EXERCISE INSTRUCTIONS:
The data below is to be repeated in full, exactly as shown.
Start of DATA FOR THIS TASK
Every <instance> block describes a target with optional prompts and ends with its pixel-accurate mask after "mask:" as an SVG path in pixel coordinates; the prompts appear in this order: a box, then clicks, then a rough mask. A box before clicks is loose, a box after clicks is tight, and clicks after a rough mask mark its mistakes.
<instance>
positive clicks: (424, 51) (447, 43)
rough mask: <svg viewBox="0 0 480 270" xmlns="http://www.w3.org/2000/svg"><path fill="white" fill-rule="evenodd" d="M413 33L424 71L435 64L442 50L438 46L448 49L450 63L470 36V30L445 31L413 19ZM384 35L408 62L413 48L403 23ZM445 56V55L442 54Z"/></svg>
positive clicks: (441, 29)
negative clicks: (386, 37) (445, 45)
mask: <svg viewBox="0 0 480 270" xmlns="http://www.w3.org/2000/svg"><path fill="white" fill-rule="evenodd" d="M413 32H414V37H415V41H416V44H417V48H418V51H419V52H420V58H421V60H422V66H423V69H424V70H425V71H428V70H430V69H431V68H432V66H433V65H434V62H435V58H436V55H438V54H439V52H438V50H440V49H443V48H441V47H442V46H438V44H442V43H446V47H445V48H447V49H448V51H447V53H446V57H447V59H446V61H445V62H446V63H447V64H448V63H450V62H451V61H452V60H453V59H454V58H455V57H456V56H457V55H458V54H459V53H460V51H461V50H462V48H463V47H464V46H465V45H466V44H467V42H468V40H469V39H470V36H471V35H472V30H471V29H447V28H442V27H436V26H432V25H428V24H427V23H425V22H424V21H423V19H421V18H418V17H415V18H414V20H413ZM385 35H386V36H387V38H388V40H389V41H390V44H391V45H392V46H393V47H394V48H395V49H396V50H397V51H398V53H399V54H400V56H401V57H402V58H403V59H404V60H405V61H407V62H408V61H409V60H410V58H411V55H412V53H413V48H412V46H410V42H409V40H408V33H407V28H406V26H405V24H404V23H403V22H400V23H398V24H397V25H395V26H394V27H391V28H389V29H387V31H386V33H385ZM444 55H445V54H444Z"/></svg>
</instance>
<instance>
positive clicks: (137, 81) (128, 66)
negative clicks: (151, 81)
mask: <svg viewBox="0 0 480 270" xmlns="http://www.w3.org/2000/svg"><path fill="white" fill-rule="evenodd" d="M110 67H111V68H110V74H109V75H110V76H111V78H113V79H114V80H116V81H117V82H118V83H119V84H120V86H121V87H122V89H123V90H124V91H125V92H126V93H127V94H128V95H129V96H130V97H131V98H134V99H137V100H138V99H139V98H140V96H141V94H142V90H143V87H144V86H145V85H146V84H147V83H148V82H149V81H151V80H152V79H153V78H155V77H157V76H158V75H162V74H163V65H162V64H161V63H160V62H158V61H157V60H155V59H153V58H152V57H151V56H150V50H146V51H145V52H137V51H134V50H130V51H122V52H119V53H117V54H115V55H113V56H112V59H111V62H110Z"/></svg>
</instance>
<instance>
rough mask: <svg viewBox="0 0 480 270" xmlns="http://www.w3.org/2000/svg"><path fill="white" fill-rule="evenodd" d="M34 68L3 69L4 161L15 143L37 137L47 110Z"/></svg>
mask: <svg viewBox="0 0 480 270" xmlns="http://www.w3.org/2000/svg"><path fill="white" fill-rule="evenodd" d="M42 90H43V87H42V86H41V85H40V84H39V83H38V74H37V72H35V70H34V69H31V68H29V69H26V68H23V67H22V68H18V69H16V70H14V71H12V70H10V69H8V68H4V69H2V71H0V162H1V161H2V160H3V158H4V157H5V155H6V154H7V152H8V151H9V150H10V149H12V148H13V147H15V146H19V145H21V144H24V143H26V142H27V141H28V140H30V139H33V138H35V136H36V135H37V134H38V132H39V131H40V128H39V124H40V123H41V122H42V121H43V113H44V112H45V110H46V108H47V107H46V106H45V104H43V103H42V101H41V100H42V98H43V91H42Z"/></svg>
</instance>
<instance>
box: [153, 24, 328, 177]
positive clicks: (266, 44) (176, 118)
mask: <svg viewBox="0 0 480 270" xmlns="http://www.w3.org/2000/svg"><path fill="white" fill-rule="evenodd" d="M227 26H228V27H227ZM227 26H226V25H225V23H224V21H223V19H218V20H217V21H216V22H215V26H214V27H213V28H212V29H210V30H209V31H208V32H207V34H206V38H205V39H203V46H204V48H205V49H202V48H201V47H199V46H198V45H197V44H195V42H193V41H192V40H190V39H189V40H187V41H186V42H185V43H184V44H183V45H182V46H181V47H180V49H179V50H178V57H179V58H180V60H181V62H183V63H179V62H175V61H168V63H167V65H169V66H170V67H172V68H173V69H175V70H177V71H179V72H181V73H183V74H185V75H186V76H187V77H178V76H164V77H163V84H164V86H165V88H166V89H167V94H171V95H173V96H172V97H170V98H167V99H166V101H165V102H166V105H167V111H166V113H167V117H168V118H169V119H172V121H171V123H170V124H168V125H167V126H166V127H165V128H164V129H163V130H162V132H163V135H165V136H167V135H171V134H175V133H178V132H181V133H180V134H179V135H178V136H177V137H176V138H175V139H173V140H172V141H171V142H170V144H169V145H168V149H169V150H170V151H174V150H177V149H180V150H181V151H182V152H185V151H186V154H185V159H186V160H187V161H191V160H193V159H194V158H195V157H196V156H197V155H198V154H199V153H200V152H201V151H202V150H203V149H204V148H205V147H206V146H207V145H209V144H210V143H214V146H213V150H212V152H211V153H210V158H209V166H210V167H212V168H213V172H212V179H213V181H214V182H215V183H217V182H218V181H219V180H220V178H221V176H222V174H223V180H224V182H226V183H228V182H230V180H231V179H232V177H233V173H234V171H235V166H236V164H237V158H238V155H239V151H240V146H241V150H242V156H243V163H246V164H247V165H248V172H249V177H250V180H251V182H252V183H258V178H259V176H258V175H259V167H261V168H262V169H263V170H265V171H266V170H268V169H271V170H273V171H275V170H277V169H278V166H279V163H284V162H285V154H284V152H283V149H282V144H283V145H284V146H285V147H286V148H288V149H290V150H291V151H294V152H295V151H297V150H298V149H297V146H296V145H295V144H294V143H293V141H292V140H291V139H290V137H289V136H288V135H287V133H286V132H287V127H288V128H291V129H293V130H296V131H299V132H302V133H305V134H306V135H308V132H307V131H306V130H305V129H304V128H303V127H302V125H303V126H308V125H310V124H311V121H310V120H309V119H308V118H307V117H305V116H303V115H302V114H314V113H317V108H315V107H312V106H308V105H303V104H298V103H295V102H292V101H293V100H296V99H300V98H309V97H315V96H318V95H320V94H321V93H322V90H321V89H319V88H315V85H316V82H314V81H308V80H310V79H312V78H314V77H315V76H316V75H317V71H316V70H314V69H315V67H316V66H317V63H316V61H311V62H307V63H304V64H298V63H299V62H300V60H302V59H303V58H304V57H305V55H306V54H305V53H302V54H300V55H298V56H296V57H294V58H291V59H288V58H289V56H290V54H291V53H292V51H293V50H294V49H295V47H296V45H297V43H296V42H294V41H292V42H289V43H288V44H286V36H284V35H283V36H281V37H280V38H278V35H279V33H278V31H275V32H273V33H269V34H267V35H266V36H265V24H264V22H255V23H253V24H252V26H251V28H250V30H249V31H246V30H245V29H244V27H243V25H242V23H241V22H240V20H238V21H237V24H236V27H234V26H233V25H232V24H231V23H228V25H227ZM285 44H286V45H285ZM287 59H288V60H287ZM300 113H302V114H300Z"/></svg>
End of DATA FOR THIS TASK
TASK SOLUTION:
Every <instance> block describes a target with optional prompts and ends with its pixel-accurate mask after "mask:" as an SVG path in pixel coordinates; the prompts appear in this order: a box, then clicks, then a rough mask. A box before clicks is loose, a box after clicks is tight, and clicks after a rough mask mark its mistakes.
<instance>
positive clicks: (424, 51) (447, 43)
rough mask: <svg viewBox="0 0 480 270" xmlns="http://www.w3.org/2000/svg"><path fill="white" fill-rule="evenodd" d="M413 33L424 71L435 64L442 50L438 46L448 49L450 63L470 36V30L445 31L413 19ZM384 35L408 62L413 48L403 23ZM445 56V55L442 54Z"/></svg>
positive clicks: (441, 29)
negative clicks: (386, 37) (445, 45)
mask: <svg viewBox="0 0 480 270" xmlns="http://www.w3.org/2000/svg"><path fill="white" fill-rule="evenodd" d="M413 32H414V37H415V41H416V44H417V48H418V51H419V52H420V58H421V60H422V66H423V69H424V70H425V71H428V70H430V69H431V68H432V66H433V65H434V62H435V58H436V55H438V54H439V52H438V50H440V49H443V48H441V47H442V46H438V44H442V43H446V47H445V48H447V49H448V51H447V53H446V57H447V59H446V61H445V62H446V63H447V64H448V63H450V62H451V61H452V60H453V59H454V58H455V57H456V56H457V55H458V54H459V53H460V51H461V50H462V48H463V47H464V46H465V45H466V44H467V42H468V40H469V39H470V36H471V35H472V30H471V29H447V28H442V27H436V26H432V25H428V24H427V23H425V22H424V21H423V19H421V18H418V17H415V18H414V20H413ZM385 35H386V36H387V38H388V40H389V41H390V44H391V45H392V46H393V47H394V48H395V49H396V50H397V51H398V53H399V54H400V56H401V57H402V58H403V59H404V60H405V61H407V62H408V61H409V60H410V58H411V55H412V53H413V48H412V46H410V42H409V40H408V33H407V28H406V26H405V24H404V23H403V22H400V23H398V24H397V25H395V26H394V27H391V28H389V29H387V31H386V33H385ZM444 55H445V54H444Z"/></svg>
</instance>
<instance>
positive clicks: (137, 81) (128, 66)
negative clicks: (151, 81)
mask: <svg viewBox="0 0 480 270" xmlns="http://www.w3.org/2000/svg"><path fill="white" fill-rule="evenodd" d="M110 67H111V68H110V74H109V75H110V76H111V78H113V79H114V80H116V81H117V82H118V83H119V84H120V86H121V87H122V89H123V90H124V91H125V92H126V93H127V94H128V95H129V96H130V97H131V98H134V99H137V100H138V99H139V98H140V96H141V94H142V90H143V87H144V86H145V85H146V84H147V83H148V82H149V81H151V80H152V79H153V78H155V77H157V76H158V75H162V74H163V65H162V64H161V63H160V62H158V61H157V60H155V59H153V58H152V57H151V56H150V50H146V51H145V52H137V51H134V50H130V51H122V52H119V53H117V54H115V55H113V56H112V59H111V62H110Z"/></svg>
</instance>
<instance>
rough mask: <svg viewBox="0 0 480 270" xmlns="http://www.w3.org/2000/svg"><path fill="white" fill-rule="evenodd" d="M34 68L3 69L4 161L15 143L37 137L47 110Z"/></svg>
mask: <svg viewBox="0 0 480 270" xmlns="http://www.w3.org/2000/svg"><path fill="white" fill-rule="evenodd" d="M42 90H43V87H42V86H41V85H40V84H39V83H38V74H37V72H35V70H34V69H31V68H29V69H26V68H23V67H22V68H18V69H16V70H14V71H12V70H10V69H8V68H4V69H2V71H0V162H1V161H2V160H3V158H4V157H5V155H6V154H7V152H8V151H9V150H10V149H12V148H13V147H15V146H19V145H21V144H24V143H26V142H27V141H28V140H30V139H33V138H35V136H36V135H37V134H38V132H39V131H40V128H39V124H40V123H41V122H42V121H43V113H44V112H45V110H46V108H47V107H46V106H45V104H43V103H42V101H41V100H42V98H43V91H42Z"/></svg>
</instance>
<instance>
box: [153, 24, 328, 177]
positive clicks: (266, 44) (176, 118)
mask: <svg viewBox="0 0 480 270" xmlns="http://www.w3.org/2000/svg"><path fill="white" fill-rule="evenodd" d="M227 26H228V27H227ZM227 26H226V25H225V23H224V21H223V19H218V20H217V21H216V22H215V26H214V27H213V28H212V29H210V30H209V31H208V32H207V34H206V38H205V39H203V46H204V48H205V49H202V48H201V47H199V46H198V45H197V44H195V42H193V41H192V40H190V39H189V40H187V41H186V42H185V43H184V44H183V45H182V46H181V47H180V49H179V50H178V57H179V58H180V60H181V62H183V63H179V62H175V61H168V63H167V65H169V66H170V67H172V68H173V69H175V70H177V71H179V72H181V73H183V74H185V75H186V76H187V77H178V76H164V77H163V84H164V86H165V88H166V89H167V94H171V95H173V96H172V97H170V98H167V99H166V101H165V102H166V105H167V111H166V113H167V117H168V118H169V119H172V121H171V123H170V124H168V125H167V126H166V127H165V128H164V129H163V130H162V132H163V135H165V136H167V135H171V134H175V133H178V132H181V133H180V134H179V135H178V136H177V137H176V138H175V139H173V140H172V141H171V142H170V144H169V145H168V149H169V150H170V151H174V150H177V149H180V150H181V151H182V152H185V151H186V154H185V159H186V160H187V161H191V160H193V159H194V158H195V157H196V156H197V155H198V154H199V153H200V152H201V151H202V150H203V149H204V148H205V147H206V146H207V145H209V144H210V143H214V146H213V150H212V152H211V153H210V158H209V166H210V167H212V168H213V172H212V179H213V181H214V182H215V183H217V182H218V181H219V180H220V178H221V176H222V174H223V180H224V182H226V183H228V182H230V180H231V179H232V177H233V173H234V171H235V166H236V164H237V158H238V155H239V151H240V146H241V150H242V156H243V163H246V164H247V165H248V172H249V177H250V180H251V182H252V183H258V178H259V176H258V175H259V167H261V168H262V169H263V170H265V171H266V170H268V169H271V170H273V171H275V170H277V169H278V166H279V163H284V162H285V154H284V152H283V149H282V144H283V145H284V146H285V147H286V148H288V149H290V150H291V151H294V152H295V151H297V150H298V149H297V146H296V145H295V144H294V143H293V141H292V140H291V139H290V137H289V136H288V135H287V133H286V132H287V127H288V128H291V129H293V130H296V131H299V132H302V133H305V134H306V135H308V132H307V131H306V130H305V129H304V128H303V127H302V125H303V126H308V125H310V124H311V121H310V120H309V119H308V118H307V117H305V116H303V115H302V114H314V113H317V108H315V107H312V106H308V105H303V104H298V103H295V102H292V101H293V100H296V99H300V98H309V97H315V96H318V95H320V94H321V93H322V90H321V89H319V88H315V85H316V82H314V81H308V80H310V79H312V78H314V77H315V76H316V75H317V71H316V70H314V69H315V67H316V66H317V63H316V61H311V62H307V63H304V64H298V63H299V62H300V60H302V59H303V58H304V57H305V55H306V54H305V53H302V54H300V55H298V56H296V57H294V58H291V59H288V58H289V56H290V54H291V53H292V51H293V50H294V49H295V47H296V45H297V43H296V42H294V41H292V42H289V43H288V44H286V36H284V35H283V36H281V37H280V38H278V35H279V33H278V31H275V32H273V33H269V34H267V35H266V36H265V24H264V22H255V23H253V24H252V26H251V28H250V30H249V31H246V30H245V29H244V27H243V25H242V23H241V22H240V20H238V21H237V24H236V27H234V26H233V25H232V24H231V23H228V25H227ZM285 44H286V45H285ZM287 59H288V60H287ZM300 113H302V114H300Z"/></svg>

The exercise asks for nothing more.